**Task to complete**
Copy out the lines of the records word for word, starting at the line containing "indicate the dog's eye, a" and ending at the line containing "column 330, row 64", both included.
━━━━━━━━━━━━━━━━
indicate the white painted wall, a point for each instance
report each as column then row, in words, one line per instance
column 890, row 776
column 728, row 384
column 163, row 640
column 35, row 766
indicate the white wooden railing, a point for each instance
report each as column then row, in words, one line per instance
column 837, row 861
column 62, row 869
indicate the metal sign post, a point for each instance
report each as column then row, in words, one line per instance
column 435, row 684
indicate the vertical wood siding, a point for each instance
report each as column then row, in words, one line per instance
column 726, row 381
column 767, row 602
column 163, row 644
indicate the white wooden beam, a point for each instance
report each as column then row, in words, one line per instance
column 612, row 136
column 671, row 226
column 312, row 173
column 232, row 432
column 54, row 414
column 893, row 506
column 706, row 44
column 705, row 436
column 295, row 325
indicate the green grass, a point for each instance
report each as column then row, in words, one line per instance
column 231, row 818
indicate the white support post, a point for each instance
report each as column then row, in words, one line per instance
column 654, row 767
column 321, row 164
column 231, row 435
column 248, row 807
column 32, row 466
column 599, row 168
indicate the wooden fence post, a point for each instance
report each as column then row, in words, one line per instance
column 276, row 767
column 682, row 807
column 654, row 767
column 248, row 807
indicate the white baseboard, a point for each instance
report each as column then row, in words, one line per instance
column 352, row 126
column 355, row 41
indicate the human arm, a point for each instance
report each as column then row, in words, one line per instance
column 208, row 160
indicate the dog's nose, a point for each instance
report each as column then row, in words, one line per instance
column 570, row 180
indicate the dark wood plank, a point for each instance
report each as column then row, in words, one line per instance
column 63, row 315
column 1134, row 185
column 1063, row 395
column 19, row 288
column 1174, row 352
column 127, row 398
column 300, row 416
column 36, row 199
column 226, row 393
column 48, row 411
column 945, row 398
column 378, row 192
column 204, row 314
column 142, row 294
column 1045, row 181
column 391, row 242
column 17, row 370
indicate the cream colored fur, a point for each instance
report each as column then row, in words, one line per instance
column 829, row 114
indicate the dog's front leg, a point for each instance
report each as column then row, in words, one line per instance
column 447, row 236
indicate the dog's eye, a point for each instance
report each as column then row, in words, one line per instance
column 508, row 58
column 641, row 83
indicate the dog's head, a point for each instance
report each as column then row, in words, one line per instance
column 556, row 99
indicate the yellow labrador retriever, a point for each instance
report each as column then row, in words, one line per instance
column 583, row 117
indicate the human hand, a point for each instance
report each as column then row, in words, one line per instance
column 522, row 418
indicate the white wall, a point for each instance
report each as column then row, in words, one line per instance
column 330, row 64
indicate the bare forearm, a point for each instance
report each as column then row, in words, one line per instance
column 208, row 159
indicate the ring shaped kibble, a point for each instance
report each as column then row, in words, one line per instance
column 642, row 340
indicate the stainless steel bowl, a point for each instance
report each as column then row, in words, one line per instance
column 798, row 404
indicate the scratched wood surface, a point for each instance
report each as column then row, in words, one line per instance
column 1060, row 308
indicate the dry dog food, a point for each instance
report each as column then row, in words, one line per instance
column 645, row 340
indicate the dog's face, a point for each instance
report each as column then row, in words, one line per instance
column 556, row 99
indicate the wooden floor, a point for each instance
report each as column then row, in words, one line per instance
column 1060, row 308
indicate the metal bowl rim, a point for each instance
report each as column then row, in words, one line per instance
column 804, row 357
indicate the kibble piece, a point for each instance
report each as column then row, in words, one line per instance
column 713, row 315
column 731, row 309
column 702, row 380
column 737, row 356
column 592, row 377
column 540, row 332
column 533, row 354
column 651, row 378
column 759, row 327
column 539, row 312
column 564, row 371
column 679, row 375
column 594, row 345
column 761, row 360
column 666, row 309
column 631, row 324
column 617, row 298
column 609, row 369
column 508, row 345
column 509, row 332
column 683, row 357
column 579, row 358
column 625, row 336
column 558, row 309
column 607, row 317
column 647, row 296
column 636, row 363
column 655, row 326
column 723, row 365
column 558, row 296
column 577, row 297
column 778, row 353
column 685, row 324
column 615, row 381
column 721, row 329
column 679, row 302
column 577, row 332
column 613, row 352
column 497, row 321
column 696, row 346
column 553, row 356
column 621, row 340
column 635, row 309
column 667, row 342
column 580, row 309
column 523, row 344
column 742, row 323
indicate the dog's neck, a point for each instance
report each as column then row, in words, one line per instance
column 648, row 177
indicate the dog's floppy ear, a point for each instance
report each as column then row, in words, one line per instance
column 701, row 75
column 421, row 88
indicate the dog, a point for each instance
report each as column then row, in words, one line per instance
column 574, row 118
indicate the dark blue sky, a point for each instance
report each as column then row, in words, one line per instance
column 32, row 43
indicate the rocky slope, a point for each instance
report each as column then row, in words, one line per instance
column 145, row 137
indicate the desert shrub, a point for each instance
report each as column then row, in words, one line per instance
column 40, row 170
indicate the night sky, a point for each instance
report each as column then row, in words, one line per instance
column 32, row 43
━━━━━━━━━━━━━━━━
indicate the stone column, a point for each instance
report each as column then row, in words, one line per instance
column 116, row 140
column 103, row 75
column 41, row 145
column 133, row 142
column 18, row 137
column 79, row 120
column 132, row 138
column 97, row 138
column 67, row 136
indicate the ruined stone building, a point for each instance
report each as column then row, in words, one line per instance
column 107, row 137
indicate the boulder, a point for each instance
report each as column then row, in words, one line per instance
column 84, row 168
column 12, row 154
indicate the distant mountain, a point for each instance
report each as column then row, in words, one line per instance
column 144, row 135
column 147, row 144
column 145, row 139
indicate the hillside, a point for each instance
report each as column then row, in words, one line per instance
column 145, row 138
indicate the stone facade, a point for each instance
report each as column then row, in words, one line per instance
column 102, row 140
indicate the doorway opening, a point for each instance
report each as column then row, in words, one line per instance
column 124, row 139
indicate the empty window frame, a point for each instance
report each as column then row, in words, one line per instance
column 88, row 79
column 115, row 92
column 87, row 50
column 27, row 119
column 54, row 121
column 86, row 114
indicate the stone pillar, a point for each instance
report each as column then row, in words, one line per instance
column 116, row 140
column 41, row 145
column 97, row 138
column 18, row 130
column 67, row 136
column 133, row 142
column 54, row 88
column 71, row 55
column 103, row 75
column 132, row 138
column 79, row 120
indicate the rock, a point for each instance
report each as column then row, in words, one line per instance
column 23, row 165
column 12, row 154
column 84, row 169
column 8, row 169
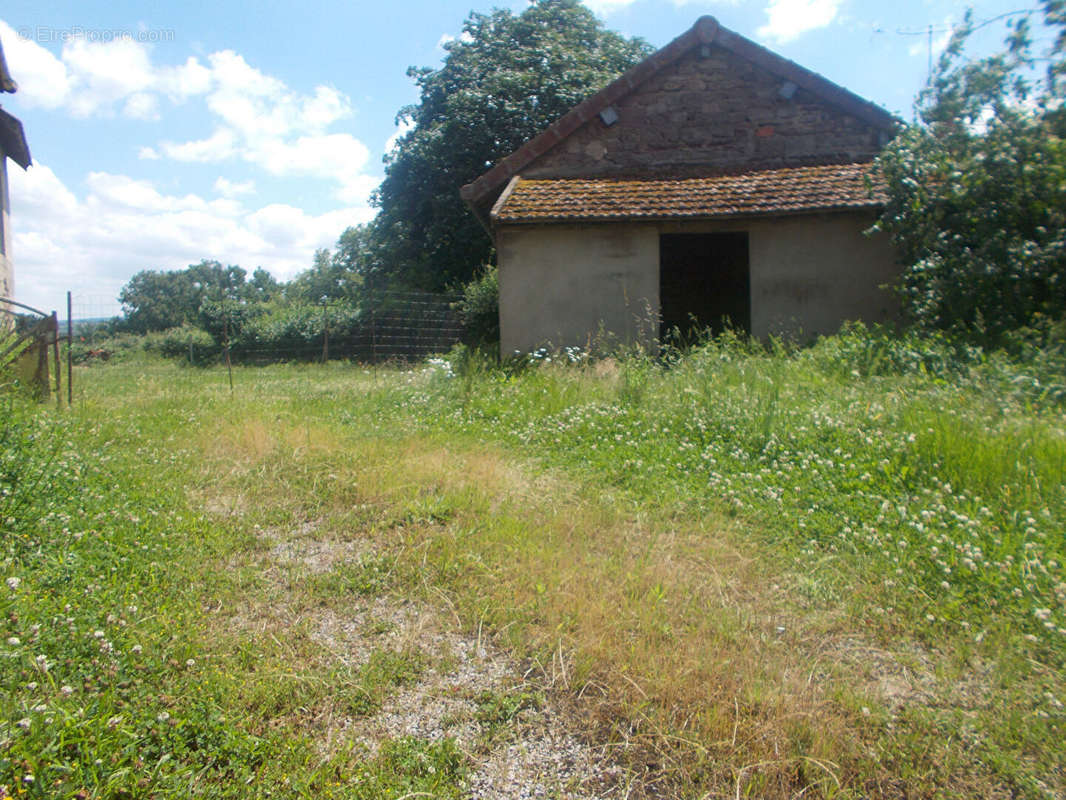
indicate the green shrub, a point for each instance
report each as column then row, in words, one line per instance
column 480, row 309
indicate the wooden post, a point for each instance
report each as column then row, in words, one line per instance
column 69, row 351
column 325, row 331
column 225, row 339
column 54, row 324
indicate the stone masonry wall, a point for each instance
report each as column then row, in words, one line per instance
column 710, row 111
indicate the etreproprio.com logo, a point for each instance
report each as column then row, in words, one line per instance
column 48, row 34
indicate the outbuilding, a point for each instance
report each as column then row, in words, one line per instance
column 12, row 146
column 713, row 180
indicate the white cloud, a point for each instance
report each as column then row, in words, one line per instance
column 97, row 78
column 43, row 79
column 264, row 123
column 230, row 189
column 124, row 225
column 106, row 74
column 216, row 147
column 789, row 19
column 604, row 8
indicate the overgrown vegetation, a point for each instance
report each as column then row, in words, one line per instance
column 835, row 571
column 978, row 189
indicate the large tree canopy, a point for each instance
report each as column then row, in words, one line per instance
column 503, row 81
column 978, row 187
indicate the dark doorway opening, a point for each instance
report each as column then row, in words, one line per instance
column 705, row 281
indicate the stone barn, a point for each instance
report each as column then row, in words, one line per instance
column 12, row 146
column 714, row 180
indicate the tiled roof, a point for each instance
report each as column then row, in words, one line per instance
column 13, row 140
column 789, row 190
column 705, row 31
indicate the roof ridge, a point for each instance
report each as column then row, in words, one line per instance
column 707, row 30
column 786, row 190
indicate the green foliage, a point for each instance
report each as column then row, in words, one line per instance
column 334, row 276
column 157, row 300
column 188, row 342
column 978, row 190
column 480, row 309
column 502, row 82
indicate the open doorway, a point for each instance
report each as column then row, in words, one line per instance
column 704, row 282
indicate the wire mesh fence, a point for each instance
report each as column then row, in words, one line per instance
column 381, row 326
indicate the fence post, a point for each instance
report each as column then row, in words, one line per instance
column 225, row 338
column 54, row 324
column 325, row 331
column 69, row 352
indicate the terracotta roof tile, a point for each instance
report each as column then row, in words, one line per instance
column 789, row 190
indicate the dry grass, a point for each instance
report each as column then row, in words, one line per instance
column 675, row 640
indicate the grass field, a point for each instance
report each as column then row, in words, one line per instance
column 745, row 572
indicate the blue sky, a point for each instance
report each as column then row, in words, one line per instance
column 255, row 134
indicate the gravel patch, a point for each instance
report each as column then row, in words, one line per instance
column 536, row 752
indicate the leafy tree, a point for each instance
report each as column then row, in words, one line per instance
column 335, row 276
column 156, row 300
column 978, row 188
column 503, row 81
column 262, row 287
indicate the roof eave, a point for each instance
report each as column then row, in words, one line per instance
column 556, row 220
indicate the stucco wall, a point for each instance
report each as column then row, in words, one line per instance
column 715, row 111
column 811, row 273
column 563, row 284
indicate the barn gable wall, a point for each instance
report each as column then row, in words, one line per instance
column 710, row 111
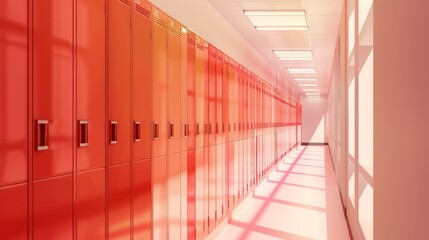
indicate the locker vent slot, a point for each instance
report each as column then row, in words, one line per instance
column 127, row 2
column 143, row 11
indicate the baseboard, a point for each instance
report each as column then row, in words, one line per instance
━━━━━━━━━━━━━━━━
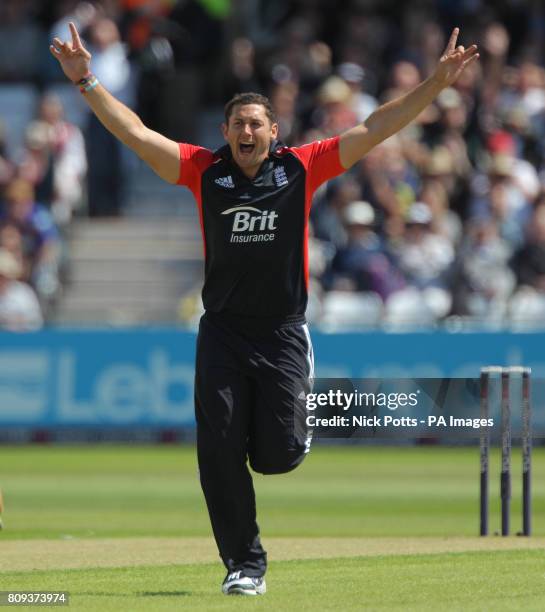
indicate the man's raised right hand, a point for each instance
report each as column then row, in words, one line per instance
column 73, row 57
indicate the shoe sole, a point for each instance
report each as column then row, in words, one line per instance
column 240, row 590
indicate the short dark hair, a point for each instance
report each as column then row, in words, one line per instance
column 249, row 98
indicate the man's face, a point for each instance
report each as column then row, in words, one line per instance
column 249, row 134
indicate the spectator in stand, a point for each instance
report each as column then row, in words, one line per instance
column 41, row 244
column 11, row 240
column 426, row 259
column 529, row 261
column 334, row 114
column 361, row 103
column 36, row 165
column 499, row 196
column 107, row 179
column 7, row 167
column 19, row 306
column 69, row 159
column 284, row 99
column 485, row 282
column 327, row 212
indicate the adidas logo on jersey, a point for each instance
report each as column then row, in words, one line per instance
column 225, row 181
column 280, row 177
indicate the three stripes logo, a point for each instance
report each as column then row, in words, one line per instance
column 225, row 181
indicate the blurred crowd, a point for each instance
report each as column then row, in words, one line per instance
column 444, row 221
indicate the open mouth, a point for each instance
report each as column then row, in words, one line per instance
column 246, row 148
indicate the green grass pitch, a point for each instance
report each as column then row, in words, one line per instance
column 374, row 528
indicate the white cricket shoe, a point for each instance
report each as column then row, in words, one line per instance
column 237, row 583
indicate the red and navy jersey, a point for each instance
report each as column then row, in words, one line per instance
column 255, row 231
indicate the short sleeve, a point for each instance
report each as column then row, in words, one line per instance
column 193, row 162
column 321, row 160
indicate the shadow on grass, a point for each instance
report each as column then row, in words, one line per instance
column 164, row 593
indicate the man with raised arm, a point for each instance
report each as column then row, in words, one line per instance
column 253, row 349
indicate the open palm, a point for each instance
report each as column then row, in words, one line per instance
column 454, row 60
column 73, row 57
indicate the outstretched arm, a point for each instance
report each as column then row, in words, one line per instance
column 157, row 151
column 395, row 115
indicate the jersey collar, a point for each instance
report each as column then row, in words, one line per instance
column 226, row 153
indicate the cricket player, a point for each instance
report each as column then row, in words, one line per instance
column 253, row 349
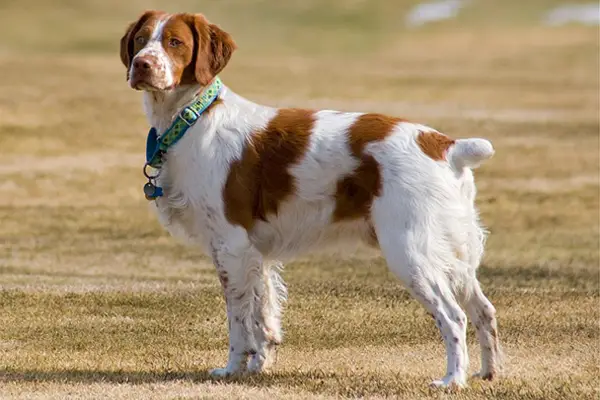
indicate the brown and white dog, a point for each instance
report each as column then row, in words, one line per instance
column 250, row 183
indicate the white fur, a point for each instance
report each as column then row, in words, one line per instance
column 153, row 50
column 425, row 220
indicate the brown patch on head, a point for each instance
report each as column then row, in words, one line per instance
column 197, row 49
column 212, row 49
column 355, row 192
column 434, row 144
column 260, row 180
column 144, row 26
━━━━━━━━━━━━━━━━
**Result of this task**
indicate the dog's eye, a point for each instance
report each as column then row, in words, one line per instance
column 508, row 58
column 641, row 83
indicate the dog's head, a point for each instance
report each as column then row, in words, one line per instance
column 556, row 99
indicate the yellow labrador retriever, a point for each instance
report each as column then row, in words, one line per instance
column 583, row 117
indicate the human hand, a point for each instance
report each as column then row, in words, one line per instance
column 522, row 418
indicate the white wall, a point for each instance
report each as column then row, in words, one line per instance
column 330, row 64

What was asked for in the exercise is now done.